Text excerpt »
-.-.-

A three-gate cycle with mandatory human review.
Discovery first: the model investigates, presents findings, stops. Then engineering plan: exact SQL, exact code, presented, stopped. Then execution: the model builds, verifies, and only then commits. I answer every question at every gate. The model does not proceed without sign-off. This is slower than unconstrained generation. It also ships.
A regression guard file, updated every session.
Every behavior, UI decision, and architectural pattern that could be lost in a future merge is appended to a `REGRESSION-GUARD.md` file. Every subsequent session must verify each item is intact before committing. That single document has saved me more times than I can count.
A session workflow that is loaded before any work begins.
Every Claude Code session I open begins by reading three files: session workflow, coding standards, and a project-specific skill file. The rules are not negotiated mid-session. They are the first thing in context.
Database migrations before code deploys. Always.
A schema change that ships after the code depending on it takes the whole system down. I treat migration order as non-negotiable deployment discipline, not a preference.
Verification sessions that cannot write code.
After any significant build, I open a new session whose only job is to check the work. It is not allowed to modify anything. This separation prevents the most insidious bug in AI-assisted coding: the model fixing its own mistakes before you see them.
Session hand-offs before the model forgets.
Chat sessions have a useful length. Past some threshold, somewhere between two and four hours of dense back-and-forth, the model begins to drop context. It asks a question whose answer was settled earlier in the session. It contradicts a decision from an hour ago. It re-suggests an approach you already rejected.
The signal is subtle; the damage is not.
When I catch it, I stop and ask the model to write a session hand-off document: current state, decisions made, open questions, next scope, files touched. I open a fresh chat and paste the hand-off as the first message. Continuity preserved; context clean. This is how you run a five-week build with a tool that technically has no memory of last Tuesday.
The blueprint
For any executive considering vibe coding a real product, the minimum viable discipline:
1. Write down the rules of engagement before you write the first prompt. Session scope, gate structure, what the model cannot do without asking.
2. Maintain a single source of truth for anything shared across prompts — schemas, brand tokens, API contracts. Refer to it. Never duplicate it.

-.-.-

Rewrite the passage of the coding workflow text between "A session workflow" and "not a preference.", inclusive, replacing "deployment discipline" with "release discipline".

Records supplied »
-.-.-

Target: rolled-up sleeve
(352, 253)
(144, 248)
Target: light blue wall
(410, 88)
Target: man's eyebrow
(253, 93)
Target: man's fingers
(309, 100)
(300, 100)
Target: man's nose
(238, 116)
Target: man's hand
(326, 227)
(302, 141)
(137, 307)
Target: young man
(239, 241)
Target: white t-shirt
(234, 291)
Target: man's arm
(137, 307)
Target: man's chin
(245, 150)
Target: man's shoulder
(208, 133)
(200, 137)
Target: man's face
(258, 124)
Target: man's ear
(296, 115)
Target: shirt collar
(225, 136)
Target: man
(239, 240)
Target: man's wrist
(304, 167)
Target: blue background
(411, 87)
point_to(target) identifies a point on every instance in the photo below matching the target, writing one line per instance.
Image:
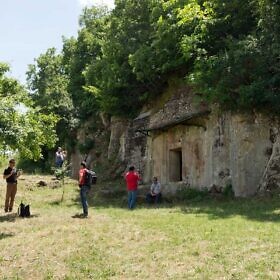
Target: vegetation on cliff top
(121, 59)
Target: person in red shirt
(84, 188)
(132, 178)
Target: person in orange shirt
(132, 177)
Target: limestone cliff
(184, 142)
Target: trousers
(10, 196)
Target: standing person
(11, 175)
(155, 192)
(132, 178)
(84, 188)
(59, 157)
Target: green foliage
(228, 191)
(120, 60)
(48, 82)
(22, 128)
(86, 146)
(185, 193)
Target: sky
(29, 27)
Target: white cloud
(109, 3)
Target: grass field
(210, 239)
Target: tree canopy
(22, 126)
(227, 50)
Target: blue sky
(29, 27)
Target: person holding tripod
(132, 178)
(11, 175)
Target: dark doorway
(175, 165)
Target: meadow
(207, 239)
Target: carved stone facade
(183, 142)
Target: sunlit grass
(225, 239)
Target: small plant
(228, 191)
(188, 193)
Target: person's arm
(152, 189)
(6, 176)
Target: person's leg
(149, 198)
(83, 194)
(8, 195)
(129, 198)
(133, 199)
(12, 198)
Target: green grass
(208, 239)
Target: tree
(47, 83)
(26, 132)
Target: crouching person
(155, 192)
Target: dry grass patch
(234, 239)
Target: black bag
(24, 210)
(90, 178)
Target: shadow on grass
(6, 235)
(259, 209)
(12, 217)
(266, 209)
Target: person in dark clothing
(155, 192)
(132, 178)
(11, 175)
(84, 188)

-.-.-

Your response »
A session workflow that is loaded before any work begins.
Every Claude Code session I open begins by reading three files: session workflow, coding standards, and a project-specific skill file. The rules are not negotiated mid-session. They are the first thing in context.
Database migrations before code deploys. Always.
A schema change that ships after the code depending on it takes the whole system down. I treat migration order as non-negotiable release discipline, not a preference.